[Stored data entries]

◇ ◇ ◇ ◇

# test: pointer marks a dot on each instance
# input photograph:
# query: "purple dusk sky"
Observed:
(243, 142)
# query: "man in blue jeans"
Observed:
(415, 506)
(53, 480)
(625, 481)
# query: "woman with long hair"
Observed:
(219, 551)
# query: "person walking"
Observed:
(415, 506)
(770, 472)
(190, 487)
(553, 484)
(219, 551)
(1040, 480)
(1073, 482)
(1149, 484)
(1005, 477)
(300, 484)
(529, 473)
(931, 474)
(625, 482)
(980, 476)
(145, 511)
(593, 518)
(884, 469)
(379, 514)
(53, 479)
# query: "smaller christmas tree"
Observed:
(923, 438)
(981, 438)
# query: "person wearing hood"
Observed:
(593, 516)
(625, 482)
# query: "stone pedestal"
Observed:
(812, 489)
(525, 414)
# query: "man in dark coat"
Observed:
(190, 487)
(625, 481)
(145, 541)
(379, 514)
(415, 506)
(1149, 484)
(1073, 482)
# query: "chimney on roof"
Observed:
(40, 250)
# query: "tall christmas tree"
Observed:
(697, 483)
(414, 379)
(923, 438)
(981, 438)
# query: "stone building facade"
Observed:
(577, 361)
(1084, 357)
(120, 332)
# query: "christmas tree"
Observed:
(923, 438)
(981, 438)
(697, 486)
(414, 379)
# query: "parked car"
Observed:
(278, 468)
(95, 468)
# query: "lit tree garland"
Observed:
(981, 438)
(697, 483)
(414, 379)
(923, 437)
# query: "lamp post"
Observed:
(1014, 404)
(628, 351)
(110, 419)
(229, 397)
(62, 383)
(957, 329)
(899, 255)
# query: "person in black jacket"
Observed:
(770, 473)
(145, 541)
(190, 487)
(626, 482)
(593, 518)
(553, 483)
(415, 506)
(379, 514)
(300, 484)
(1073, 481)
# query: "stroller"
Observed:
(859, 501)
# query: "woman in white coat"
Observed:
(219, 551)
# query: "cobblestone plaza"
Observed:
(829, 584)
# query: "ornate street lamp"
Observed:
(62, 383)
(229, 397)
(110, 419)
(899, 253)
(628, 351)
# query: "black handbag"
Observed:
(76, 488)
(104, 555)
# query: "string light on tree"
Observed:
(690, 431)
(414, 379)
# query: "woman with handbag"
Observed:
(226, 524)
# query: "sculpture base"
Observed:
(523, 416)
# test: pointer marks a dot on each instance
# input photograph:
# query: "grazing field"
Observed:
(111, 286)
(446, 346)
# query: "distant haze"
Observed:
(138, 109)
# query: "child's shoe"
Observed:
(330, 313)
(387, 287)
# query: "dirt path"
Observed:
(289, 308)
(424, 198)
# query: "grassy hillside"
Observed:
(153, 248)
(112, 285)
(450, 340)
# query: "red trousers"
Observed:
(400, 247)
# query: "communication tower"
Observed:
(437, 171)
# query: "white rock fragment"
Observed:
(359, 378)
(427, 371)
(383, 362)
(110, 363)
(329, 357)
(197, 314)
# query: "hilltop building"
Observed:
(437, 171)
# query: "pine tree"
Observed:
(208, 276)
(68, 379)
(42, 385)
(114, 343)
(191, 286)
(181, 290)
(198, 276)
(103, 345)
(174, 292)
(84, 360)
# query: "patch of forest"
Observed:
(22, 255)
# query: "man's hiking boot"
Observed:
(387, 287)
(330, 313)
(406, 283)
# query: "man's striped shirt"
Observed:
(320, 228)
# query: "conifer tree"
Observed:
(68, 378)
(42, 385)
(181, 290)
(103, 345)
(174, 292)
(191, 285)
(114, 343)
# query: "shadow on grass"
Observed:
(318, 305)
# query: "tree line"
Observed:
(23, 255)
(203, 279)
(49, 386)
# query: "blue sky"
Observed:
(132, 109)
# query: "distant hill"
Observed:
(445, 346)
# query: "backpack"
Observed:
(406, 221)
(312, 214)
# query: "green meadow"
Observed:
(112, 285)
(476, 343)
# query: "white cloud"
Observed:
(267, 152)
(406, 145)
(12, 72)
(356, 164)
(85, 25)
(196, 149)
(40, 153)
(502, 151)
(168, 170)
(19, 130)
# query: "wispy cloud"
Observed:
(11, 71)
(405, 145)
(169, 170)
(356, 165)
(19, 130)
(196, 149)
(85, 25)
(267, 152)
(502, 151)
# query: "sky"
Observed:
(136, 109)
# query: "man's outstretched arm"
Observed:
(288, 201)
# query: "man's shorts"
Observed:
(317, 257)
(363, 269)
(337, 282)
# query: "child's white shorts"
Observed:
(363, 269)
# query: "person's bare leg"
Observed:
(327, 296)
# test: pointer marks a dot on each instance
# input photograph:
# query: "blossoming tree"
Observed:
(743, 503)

◇ ◇ ◇ ◇

## Task description
Each entry above must be retyped exactly.

## Output
# test: pointer marks a dot on each instance
# input photograph:
# query: "purple dusk sky"
Observed:
(243, 142)
# query: "man in blue jeans"
Observed:
(415, 506)
(53, 480)
(625, 481)
# query: "woman with long hair"
Observed:
(219, 551)
# query: "person walking"
Observed:
(415, 506)
(770, 472)
(190, 487)
(553, 484)
(219, 551)
(1040, 480)
(1073, 482)
(1149, 484)
(1005, 477)
(300, 484)
(529, 473)
(931, 474)
(625, 482)
(980, 476)
(145, 511)
(593, 518)
(884, 469)
(379, 514)
(53, 479)
# query: "smaller christmas tree"
Observed:
(923, 438)
(981, 438)
# query: "person wearing hood"
Observed:
(593, 516)
(625, 482)
# query: "stone pedestal"
Observed:
(812, 489)
(525, 414)
# query: "man in dark coat"
Observed:
(190, 487)
(625, 481)
(145, 541)
(379, 514)
(415, 506)
(1149, 484)
(1073, 482)
# query: "chimney on roof"
Observed:
(40, 250)
# query: "tall christmas tree"
Observed:
(697, 483)
(414, 379)
(923, 438)
(981, 438)
# query: "stone building facade"
Observed:
(577, 361)
(1084, 357)
(120, 332)
# query: "christmas tree"
Observed:
(923, 438)
(981, 438)
(697, 486)
(414, 379)
# query: "parked car"
Observed:
(278, 468)
(95, 468)
# query: "lit tree garland"
Observed:
(981, 438)
(697, 483)
(414, 379)
(923, 437)
# query: "lamp post"
Observed:
(1014, 404)
(628, 351)
(110, 419)
(229, 397)
(62, 383)
(957, 329)
(899, 255)
# query: "person in black jacket"
Observed:
(770, 473)
(145, 541)
(190, 487)
(626, 482)
(593, 518)
(553, 483)
(415, 506)
(379, 514)
(300, 484)
(1073, 481)
# query: "stroller"
Observed:
(859, 501)
# query: "woman in white coat"
Observed:
(219, 551)
# query: "cobblestone plaza"
Observed:
(829, 584)
# query: "ornate street lamp"
Observed:
(62, 383)
(229, 397)
(110, 419)
(899, 253)
(628, 351)
# query: "black handbag"
Observed:
(76, 488)
(104, 555)
# query: "string light on tree"
Observed:
(690, 431)
(414, 379)
# query: "woman with handbag"
Observed:
(226, 524)
# query: "sculpture base"
Observed:
(523, 416)
# test: pointer marks a dot on each instance
# input photograph:
# query: "grazing field"
Observed:
(111, 286)
(446, 346)
# query: "distant haze"
Observed:
(138, 109)
# query: "child's shoe"
Observed:
(330, 313)
(387, 287)
# query: "dirt path"
Observed:
(289, 308)
(424, 198)
# query: "grassy hillside"
Observed:
(153, 248)
(112, 285)
(450, 340)
# query: "red trousers"
Observed:
(400, 247)
# query: "communication tower"
Observed:
(437, 171)
# query: "white rock fragment"
Observed:
(359, 378)
(427, 371)
(383, 362)
(110, 363)
(329, 357)
(197, 314)
# query: "hilltop building"
Observed:
(437, 171)
# query: "pine tree"
Observed:
(208, 276)
(68, 379)
(42, 385)
(114, 343)
(191, 286)
(181, 290)
(198, 276)
(103, 345)
(174, 292)
(84, 360)
# query: "patch of forest"
Observed:
(22, 255)
# query: "man's hiking boot"
Observed:
(387, 287)
(330, 313)
(406, 283)
# query: "man's striped shirt"
Observed:
(320, 228)
# query: "conifer tree"
Observed:
(68, 378)
(42, 385)
(181, 290)
(103, 345)
(174, 292)
(191, 285)
(114, 343)
# query: "shadow on grass"
Observed:
(318, 305)
# query: "tree line"
Observed:
(23, 255)
(203, 279)
(49, 386)
# query: "blue sky"
Observed:
(132, 109)
# query: "distant hill"
Observed:
(445, 346)
# query: "backpack"
Observed:
(406, 221)
(312, 214)
# query: "green meadow"
Observed:
(112, 285)
(476, 343)
# query: "white cloud"
Observed:
(267, 152)
(406, 145)
(12, 72)
(356, 164)
(85, 25)
(196, 149)
(40, 153)
(502, 151)
(168, 170)
(19, 130)
# query: "wispy cloud"
Observed:
(11, 71)
(405, 145)
(169, 170)
(356, 165)
(19, 130)
(196, 149)
(85, 25)
(267, 152)
(502, 151)
# query: "sky"
Observed:
(136, 109)
# query: "man's outstretched arm"
Observed:
(288, 201)
# query: "man's shorts"
Observed:
(317, 257)
(363, 269)
(337, 282)
# query: "child's white shorts"
Observed:
(363, 269)
# query: "person's bare leg"
Observed:
(327, 296)
# test: pointer marks a dot on each instance
# input photograph:
# query: "blossoming tree"
Observed:
(743, 503)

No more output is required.